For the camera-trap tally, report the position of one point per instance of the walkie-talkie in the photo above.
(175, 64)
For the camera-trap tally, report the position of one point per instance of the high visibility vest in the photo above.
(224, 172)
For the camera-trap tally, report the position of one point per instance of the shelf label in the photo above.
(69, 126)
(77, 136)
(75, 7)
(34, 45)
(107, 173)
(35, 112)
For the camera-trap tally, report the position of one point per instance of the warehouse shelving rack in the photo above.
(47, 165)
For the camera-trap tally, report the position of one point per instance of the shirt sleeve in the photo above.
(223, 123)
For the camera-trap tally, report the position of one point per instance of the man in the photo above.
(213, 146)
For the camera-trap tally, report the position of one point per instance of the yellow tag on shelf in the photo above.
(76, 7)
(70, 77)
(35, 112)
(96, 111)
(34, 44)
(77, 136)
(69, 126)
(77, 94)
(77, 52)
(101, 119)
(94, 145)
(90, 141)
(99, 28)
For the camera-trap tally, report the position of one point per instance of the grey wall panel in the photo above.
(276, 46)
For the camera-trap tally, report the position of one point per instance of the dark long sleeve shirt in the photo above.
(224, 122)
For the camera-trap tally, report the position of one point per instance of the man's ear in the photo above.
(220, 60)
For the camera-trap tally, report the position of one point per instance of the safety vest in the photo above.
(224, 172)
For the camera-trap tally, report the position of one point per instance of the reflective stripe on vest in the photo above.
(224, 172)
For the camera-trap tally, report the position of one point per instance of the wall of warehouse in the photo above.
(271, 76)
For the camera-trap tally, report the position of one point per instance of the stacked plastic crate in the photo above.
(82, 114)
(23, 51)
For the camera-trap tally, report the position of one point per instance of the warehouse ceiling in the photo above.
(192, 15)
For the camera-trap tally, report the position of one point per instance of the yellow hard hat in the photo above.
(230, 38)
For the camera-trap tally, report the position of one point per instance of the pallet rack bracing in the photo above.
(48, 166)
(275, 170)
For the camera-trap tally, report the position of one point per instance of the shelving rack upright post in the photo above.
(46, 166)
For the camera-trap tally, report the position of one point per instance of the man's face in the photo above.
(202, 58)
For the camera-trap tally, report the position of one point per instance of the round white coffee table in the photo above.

* * * * * * * * *

__Instructions for the task__.
Repeat verbatim the lines of the listing from the one containing "bracing in the photo above." through the end of the listing, inclusive.

__Answer to this problem__.
For the camera-trap tally, report the position of one point per instance of the pallet rack bracing in the photo above.
(48, 166)
(275, 170)
For the camera-trap tally, report the position of one point per instance of the shelving rack upright post in the photo above.
(46, 166)
For the camera-trap tally, report the position of one point per instance of the man's face in the photo above.
(202, 58)
For the camera-trap tally, report the position of one point per instance of the round white coffee table in the photo above.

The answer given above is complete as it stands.